阅读摘录 >>
====
Watershed函数

Watershed

做分水岭图像分割

C++: void watershed(InputArray image, InputOutputArray markers)

c语言形式：void cvWatershed( const CvArr* image, CvArr* markers );

image

输入8比特3通道图像。

markers

输入或输出的32比特单通道标记图像。

markers即是输入矩阵也是输出矩阵，大小与image大小相同。使用该函数的时候，用户在markers矩阵中必须粗略指定两种以上区域，该区域为1个点以上的连通点集，并用不同的正整数(1，2，3…)标记

函数cvWatershed实现在[Meyer92]描述的变量分水岭，基于非参数标记的分割算法中的一种。在把图像传给函数之前，用户需要用正指标大致勾画出图像标记的感兴趣区域。比如，每一个区域都表示成一个或者多个像素值1，2，3的互联部分。这些部分将作为将来图像区域的种子。标记中所有的其他像素，他们和勾画出的区域关系不明并且应由算法定义，应当被置0。这个函数的输出则是标记区域所有像素被置为某个种子部分的值，或者在区域边界则置-1。

注：每两个相邻区域也不是必须有一个分水岭边界（-1像素）分开，例如在初始标记图像里有这样相切的部分。opencv例程文件夹里面有函数的视觉效果演示和用户例程

#include<cv.h>
#include<highgui.h>
#include<iostream>

#pragma comment(lib, "cv.lib")
#pragma comment(lib, "cxcore.lib")
#pragma comment(lib, "highgui.lib")

using namespace  std;

IplImage* marker_mask = 0;
IplImage* markers = 0;
IplImage* img0 = 0, *img = 0, *img_gray = 0, *wshed = 0;
CvPoint prev_pt = {-1,-1};
void on_mouse( int event, int x, int y, int flags, void* param )//opencv 会自动给函数传入合适的值
{
	if( !img )
====
任务清单 >>
a – 请将分水岭函数说明中从“输入或输出的32比特单通道标记图像。”到“值，或者在区域边界则置-1。”（含首尾）的部分重写一遍，并把其中的“种子”替换成“初始区域”。
b – 根据分水岭函数说明，函数输出中位于区域边界的像素被置为什么值？
c – 请从分水岭函数说明停下的地方接着往下写。
后面的资料与这段分水岭函数说明并无关联。

收集资料 >>
====
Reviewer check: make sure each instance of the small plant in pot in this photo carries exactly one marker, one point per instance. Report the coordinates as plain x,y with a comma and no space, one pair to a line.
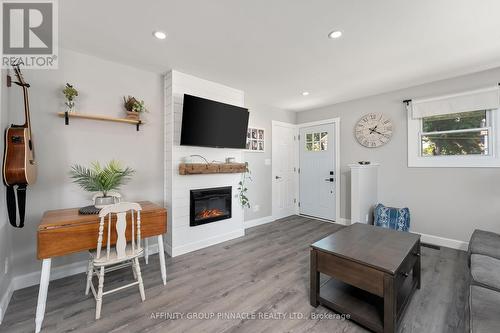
103,179
70,93
134,107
====
依次输出 >>
a –
输入或输出的32比特单通道标记图像。

markers即是输入矩阵也是输出矩阵，大小与image大小相同。使用该函数的时候，用户在markers矩阵中必须粗略指定两种以上区域，该区域为1个点以上的连通点集，并用不同的正整数(1，2，3…)标记

函数cvWatershed实现在[Meyer92]描述的变量分水岭，基于非参数标记的分割算法中的一种。在把图像传给函数之前，用户需要用正指标大致勾画出图像标记的感兴趣区域。比如，每一个区域都表示成一个或者多个像素值1，2，3的互联部分。这些部分将作为将来图像区域的初始区域。标记中所有的其他像素，他们和勾画出的区域关系不明并且应由算法定义，应当被置0。这个函数的输出则是标记区域所有像素被置为某个初始区域部分的值，或者在区域边界则置-1。

b – 区域边界上的像素被置为-1。

c –
		return;
	if( event == CV_EVENT_LBUTTONUP || !(flags & CV_EVENT_FLAG_LBUTTON) )
		prev_pt = cvPoint(-1,-1);
	else if( event == CV_EVENT_LBUTTONDOWN )
		prev_pt = cvPoint(x,y);
	else if( event == CV_EVENT_MOUSEMOVE && (flags & CV_EVENT_FLAG_LBUTTON) )
	{
		CvPoint pt = cvPoint(x,y);
		if( prev_pt.x < 0 )
			prev_pt = pt;
		cvLine( marker_mask, prev_pt, pt, cvScalarAll(255), 5, 8, 0 );//CvScalar 成员：double val[4] RGBA值A=alpha
		cvLine( img, prev_pt, pt, cvScalarAll(255), 5, 8, 0 );
		prev_pt = pt;
		cvShowImage( "image", img);
	}
}

int main( int argc, char** argv )
{
	char* filename = argc >= 2 ? argv[1] : (char*)"test.png";
	CvMemStorage* storage = cvCreateMemStorage(0);
	CvRNG rng = cvRNG(-1);
	if( (img0 = cvLoadImage(filename,1)) == 0 )
		return 0;
	printf( "Hot keys: \n"
		"\tESC - quit the program\n"
		"\tr - restore the original image\n"
		"\tw or SPACE - run watershed algorithm\n"
		"\t\t(before running it, roughly mark the areas on the image)\n"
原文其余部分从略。